Start of Block

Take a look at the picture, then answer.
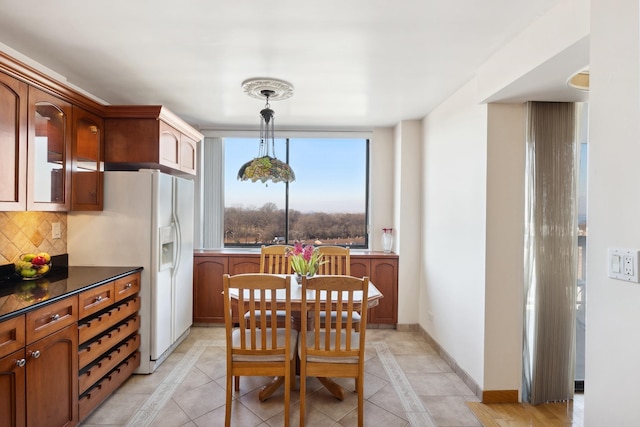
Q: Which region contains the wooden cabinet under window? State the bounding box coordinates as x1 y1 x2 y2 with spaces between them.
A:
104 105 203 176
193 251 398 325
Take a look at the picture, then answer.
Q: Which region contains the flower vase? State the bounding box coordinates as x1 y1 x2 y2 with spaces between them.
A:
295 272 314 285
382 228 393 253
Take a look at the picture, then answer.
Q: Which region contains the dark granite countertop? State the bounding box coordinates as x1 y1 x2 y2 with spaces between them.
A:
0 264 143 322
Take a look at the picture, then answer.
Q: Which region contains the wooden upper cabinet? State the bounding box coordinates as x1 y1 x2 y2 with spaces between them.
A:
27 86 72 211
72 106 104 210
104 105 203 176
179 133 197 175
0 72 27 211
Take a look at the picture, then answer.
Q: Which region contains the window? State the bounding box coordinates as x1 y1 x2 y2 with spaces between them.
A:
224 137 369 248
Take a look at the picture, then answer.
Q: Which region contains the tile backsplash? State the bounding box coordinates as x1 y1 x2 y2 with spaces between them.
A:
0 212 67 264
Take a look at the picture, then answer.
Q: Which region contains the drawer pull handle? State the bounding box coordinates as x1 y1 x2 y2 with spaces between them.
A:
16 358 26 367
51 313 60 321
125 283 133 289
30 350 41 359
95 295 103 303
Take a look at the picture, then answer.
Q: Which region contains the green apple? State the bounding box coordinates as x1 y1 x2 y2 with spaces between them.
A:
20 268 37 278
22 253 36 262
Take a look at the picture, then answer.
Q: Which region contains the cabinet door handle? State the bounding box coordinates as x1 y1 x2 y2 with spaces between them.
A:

End of Block

§ **WHAT IS REQUIRED**
Please count the lines above that contain the word "window", and reply with the number alone.

§ **RESPONSE BOX**
2